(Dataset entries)

*** Begin section ***

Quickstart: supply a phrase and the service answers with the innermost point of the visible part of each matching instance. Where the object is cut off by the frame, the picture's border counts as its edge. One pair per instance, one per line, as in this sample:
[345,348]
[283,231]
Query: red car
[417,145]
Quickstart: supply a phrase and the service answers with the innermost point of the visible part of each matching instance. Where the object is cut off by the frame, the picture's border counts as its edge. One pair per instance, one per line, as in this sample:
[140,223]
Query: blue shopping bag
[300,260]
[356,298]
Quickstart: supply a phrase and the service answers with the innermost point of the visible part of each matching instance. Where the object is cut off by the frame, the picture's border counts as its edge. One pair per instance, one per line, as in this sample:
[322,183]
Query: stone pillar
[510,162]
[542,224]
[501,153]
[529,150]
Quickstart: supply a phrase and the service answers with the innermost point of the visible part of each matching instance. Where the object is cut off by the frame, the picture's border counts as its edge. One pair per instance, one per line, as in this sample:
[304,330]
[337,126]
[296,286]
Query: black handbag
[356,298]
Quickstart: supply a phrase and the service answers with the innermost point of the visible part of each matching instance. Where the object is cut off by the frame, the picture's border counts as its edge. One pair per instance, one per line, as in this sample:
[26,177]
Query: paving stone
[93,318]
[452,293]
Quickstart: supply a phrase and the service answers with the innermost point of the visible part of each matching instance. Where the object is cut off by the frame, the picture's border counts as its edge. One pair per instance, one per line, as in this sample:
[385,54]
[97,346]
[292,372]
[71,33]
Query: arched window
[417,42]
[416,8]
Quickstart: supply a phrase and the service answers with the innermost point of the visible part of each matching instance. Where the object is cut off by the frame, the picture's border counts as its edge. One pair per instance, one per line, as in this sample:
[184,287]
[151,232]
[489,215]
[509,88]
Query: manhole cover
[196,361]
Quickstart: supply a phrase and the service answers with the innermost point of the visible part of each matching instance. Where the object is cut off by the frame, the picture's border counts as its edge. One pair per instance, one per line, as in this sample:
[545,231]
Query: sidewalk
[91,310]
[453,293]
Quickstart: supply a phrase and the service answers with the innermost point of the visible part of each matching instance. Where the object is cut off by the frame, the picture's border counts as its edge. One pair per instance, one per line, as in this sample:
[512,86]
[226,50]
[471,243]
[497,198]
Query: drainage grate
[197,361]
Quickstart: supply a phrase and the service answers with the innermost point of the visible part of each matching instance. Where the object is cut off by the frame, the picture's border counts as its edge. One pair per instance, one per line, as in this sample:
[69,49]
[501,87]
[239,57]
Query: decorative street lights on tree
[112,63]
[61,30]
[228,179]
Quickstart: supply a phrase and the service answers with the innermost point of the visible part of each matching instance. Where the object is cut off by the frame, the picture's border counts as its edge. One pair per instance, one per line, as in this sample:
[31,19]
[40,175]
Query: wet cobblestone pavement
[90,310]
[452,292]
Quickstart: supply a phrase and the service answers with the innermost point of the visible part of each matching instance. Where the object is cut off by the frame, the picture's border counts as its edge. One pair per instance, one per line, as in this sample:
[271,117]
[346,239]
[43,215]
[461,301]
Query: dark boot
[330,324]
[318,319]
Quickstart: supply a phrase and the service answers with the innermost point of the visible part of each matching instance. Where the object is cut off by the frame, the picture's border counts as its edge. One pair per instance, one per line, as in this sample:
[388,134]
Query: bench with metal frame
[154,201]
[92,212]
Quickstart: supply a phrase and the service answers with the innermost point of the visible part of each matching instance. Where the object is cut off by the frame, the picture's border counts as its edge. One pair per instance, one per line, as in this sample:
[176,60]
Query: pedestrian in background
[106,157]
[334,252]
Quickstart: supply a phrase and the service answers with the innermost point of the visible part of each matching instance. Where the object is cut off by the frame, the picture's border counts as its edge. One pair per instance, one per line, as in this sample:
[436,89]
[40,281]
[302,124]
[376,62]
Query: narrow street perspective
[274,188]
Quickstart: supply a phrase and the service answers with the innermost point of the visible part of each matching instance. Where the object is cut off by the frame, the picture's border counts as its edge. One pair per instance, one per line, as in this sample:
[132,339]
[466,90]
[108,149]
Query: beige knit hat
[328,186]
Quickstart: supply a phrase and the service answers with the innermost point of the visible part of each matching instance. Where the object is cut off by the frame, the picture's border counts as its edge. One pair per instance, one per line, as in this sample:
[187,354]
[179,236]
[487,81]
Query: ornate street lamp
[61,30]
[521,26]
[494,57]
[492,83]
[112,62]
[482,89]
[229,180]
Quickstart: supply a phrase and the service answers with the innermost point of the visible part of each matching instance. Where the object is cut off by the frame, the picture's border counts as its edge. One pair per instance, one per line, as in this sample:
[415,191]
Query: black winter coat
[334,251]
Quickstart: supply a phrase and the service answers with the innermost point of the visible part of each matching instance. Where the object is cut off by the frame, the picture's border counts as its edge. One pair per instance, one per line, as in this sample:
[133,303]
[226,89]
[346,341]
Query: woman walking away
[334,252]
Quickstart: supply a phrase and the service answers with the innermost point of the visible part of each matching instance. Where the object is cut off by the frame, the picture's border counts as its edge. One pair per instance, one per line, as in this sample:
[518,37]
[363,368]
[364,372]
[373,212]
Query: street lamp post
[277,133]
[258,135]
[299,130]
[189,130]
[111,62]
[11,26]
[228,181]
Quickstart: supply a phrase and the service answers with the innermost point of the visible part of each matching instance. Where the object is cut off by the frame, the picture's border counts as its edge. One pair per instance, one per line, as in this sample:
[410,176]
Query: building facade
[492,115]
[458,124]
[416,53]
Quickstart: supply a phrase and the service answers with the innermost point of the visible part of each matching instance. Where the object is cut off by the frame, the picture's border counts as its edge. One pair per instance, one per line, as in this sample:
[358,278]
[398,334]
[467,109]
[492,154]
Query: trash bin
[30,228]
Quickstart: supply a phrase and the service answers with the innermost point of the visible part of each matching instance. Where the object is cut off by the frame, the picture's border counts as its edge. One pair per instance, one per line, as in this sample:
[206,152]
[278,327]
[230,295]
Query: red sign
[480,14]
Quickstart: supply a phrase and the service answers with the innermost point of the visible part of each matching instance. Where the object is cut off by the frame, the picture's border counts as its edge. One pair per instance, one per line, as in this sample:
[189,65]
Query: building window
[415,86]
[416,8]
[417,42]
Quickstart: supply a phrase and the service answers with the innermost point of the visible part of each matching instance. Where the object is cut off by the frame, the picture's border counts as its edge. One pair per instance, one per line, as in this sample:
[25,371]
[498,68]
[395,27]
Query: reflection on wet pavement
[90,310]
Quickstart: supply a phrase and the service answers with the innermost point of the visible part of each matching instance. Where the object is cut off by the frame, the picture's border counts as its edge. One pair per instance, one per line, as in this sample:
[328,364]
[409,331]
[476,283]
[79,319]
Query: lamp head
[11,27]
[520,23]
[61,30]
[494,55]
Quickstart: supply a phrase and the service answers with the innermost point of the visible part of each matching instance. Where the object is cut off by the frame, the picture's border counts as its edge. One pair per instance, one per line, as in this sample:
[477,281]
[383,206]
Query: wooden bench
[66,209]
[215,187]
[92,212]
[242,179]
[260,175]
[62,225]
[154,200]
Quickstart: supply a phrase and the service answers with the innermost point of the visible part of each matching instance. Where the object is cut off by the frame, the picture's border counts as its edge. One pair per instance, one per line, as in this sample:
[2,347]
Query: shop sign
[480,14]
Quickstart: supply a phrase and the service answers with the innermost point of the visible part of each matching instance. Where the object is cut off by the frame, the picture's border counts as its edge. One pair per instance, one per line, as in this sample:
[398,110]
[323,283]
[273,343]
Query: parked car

*** End section ***

◆ ACTIVITY: Copy each entry exactly, leaving every line as it is.

◆ SOLUTION FOR THIS EXERCISE:
Quickstart: supply a phrase and the service answers with the innermost point of the visible part of each matching instance. Where the object is cut off by the frame, the picture's border counts as its edge. One pair per instance, one per line, as in this sample:
[345,348]
[283,231]
Query: red car
[417,145]
Quickstart: supply a phrase and the service answers with the innermost point of the visible part of each matching instance. Where the object is cut off by the frame, the picture's border counts as its edge. One pair per instance, one per line, as in this sample:
[140,223]
Query: blue shopping bag
[300,260]
[356,298]
Quickstart: supply a phrase and the service answers with the innermost point of the visible part of each matching instance. Where the object is cut off by the frame, the picture's border counts as its edge. One pair per instance, one per line, as in this sample:
[322,183]
Query: stone pillar
[510,162]
[542,224]
[501,153]
[529,150]
Quickstart: supply a phrase and the service answers with the innermost point of the visible part of each matching instance. Where the object is cut off by the frame, the picture's border counts as its edge. One pair per instance, one per line, as in this sample:
[304,330]
[337,126]
[296,286]
Query: black handbag
[356,298]
Quickstart: supply a phrase and the service answers with the innermost point of the visible part of each matching instance. Where the object is cut off by the frame, the picture's border counts as its edge. One pair per instance, one per line, as in this sample:
[26,177]
Query: paving stone
[93,318]
[452,293]
Quickstart: supply a phrase and the service answers with the innermost point of the visible part of each matching instance. Where the object is cut off by the frame, the picture's border counts as its edge. One pair per instance, one per line, as in this sample:
[385,54]
[97,346]
[292,372]
[71,33]
Query: arched window
[417,42]
[416,8]
Quickstart: supply a phrase and the service answers with the innermost point of the visible part of each matching instance. Where the object is cut off by the frame, the picture's border counts as its edge. One pair per instance, one per line, as in this sample:
[184,287]
[151,232]
[489,215]
[509,88]
Query: manhole cover
[196,361]
Quickstart: supply a phrase and the service answers with the innermost point of the visible part of each matching instance. Where the object is cut off by the frame, the picture's border counts as its edge. One pair per instance, one per line, as in this sample:
[545,231]
Query: sidewalk
[91,310]
[453,293]
Quickstart: supply a phrase and the service answers with the innermost point of the visible part of each matching instance. Where the object is cut off by the frame, the picture's border counts as its edge. One pair per instance, one per line, as in this sample:
[512,86]
[226,50]
[471,243]
[497,198]
Query: drainage grate
[197,361]
Quickstart: supply a phrase and the service answers with the innermost point of the visible part of each matching instance. Where the object is cut off by the frame, the picture's border counts as its edge. One pair per instance, one per line, as in this sample:
[69,49]
[501,87]
[239,57]
Query: decorative street lights on tree
[112,63]
[61,30]
[228,179]
Quickstart: supply a phrase and the service answers with the innermost point of the visible part of each matching instance. Where the object is cut off by the frame, the picture's border counts as its edge. One pair per instance, one per line, as in this sample:
[31,19]
[40,175]
Query: wet cobblestone pavement
[90,310]
[452,292]
Quickstart: supply a phrase and the service answers with the innermost point of the visible part of each matching instance. Where the object is cut off by the frame, the picture's border counts as its edge. One pair per instance, one per line, as in this sample:
[271,117]
[346,239]
[43,215]
[461,301]
Query: dark boot
[330,324]
[318,319]
Quickstart: supply a phrase and the service answers with the innermost point of the visible part of each matching instance. Where the object is cut off by the frame, the picture's border counts as its edge. One pair per instance, one per line, as in this sample:
[388,134]
Query: bench with metal frame
[154,201]
[92,212]
Quickstart: supply a phrase and the service answers with the innermost point of the visible part of each matching instance. Where the object is cut off by the frame, the picture's border counts as its edge. One pair per instance, one per line, as in this sample:
[176,60]
Query: pedestrian in background
[106,157]
[334,252]
Quickstart: supply a phrase and the service answers with the innermost point of the visible part of each matching instance. Where the object is cut off by the frame, the picture's border counts as its edge. One pair per instance, one per line, as in this sample:
[436,89]
[40,281]
[302,124]
[376,62]
Query: narrow street perspective
[274,188]
Quickstart: supply a phrase and the service answers with the innermost point of the visible part of each matching instance. Where the object is cut off by the frame, the picture's border counts as its edge. One pair per instance, one per line, as in this sample:
[132,339]
[466,90]
[108,149]
Query: beige knit hat
[328,186]
Quickstart: supply a phrase and the service answers with the innermost point of the visible part of each matching instance. Where the object is cut off by the frame, the picture's border counts as its edge. One pair per instance, one per line, as in this sample:
[187,354]
[179,236]
[487,81]
Query: ornate street lamp
[61,30]
[521,26]
[494,57]
[492,83]
[112,62]
[482,89]
[229,180]
Quickstart: supply a phrase and the service answers with the innermost point of the visible part of each matching instance. Where the object is cut off by the frame, the picture's border counts as its edge. One pair per instance, one per line, as in this sample:
[415,191]
Query: black winter coat
[334,251]
Quickstart: supply a phrase and the service answers with the innermost point of the visible part of each matching instance. Where the object is cut off by the frame, the picture's border counts as its edge. One pair per instance, one per line, as in this sample:
[133,303]
[226,89]
[346,341]
Query: woman walking away
[334,252]
Quickstart: supply a phrase and the service answers with the innermost point of the visible part of each matching instance. Where the object is cut off by the frame, the picture's border counts as its edge. One pair per instance, one per line, as in this sample:
[518,37]
[363,368]
[364,372]
[373,212]
Query: street lamp post
[277,133]
[258,135]
[299,130]
[189,130]
[111,62]
[11,26]
[228,181]
Quickstart: supply a phrase and the service answers with the innermost point of the visible part of each matching instance. Where the object is cut off by the frame, the picture's border counts as its edge. One pair per instance, one per line, as in this sample:
[410,176]
Query: building facade
[492,115]
[458,124]
[416,53]
Quickstart: supply a phrase and the service answers with the innermost point of the visible part of each matching instance. Where the object is cut off by the frame, the picture's border counts as its edge. One pair per instance, one per line, as in this sample:
[358,278]
[398,334]
[467,109]
[492,154]
Query: trash bin
[30,228]
Quickstart: supply a phrase and the service answers with the innermost point of the visible part of each matching instance. Where the object is cut off by the frame, the picture's border counts as its edge. One pair per instance, one per line, as in this sample:
[206,152]
[278,327]
[230,295]
Query: red sign
[480,14]
Quickstart: supply a phrase and the service answers with the innermost point of the visible part of each matching instance. Where the object is cut off by the frame, the picture's border counts as its edge. One pair per instance, one per line, as in this sample:
[189,65]
Query: building window
[415,86]
[416,8]
[417,42]
Quickstart: supply a phrase and the service answers with the innermost point of the visible part of each matching instance. Where the object is cut off by the frame, the picture's border counts as its edge. One pair per instance, one per line, as in this sample:
[25,371]
[498,68]
[395,27]
Query: reflection on wet pavement
[90,310]
Quickstart: supply a phrase and the service answers with the innermost point of the visible part of each matching instance. Where the object is cut off by the frame, the picture's border counts as its edge. One pair per instance, one per line, as in this sample:
[328,364]
[409,331]
[476,283]
[79,319]
Query: lamp head
[11,27]
[520,23]
[61,30]
[494,55]
Quickstart: supply a phrase and the service answers with the innermost point of the visible part of each matching instance. Where the object is cut off by the frame, the picture's border counts as its edge. One pair per instance, one per line, as in this sample:
[477,281]
[383,206]
Query: wooden bench
[66,209]
[215,187]
[92,212]
[242,179]
[260,175]
[62,225]
[154,200]
Quickstart: supply a phrase and the service answers with the innermost point of the visible part of each matching instance. Where the object is cut off by the frame, the picture's border counts as its edge. One pair per instance, one per line, as in this sample:
[2,347]
Query: shop sign
[480,14]
Quickstart: supply a phrase and the service answers with the innermost point of the visible part of each matching instance. Where the object is cut off by the frame, the picture's border counts as its edge. One pair per instance, one per line, as in this sample:
[398,110]
[323,283]
[273,343]
Query: parked car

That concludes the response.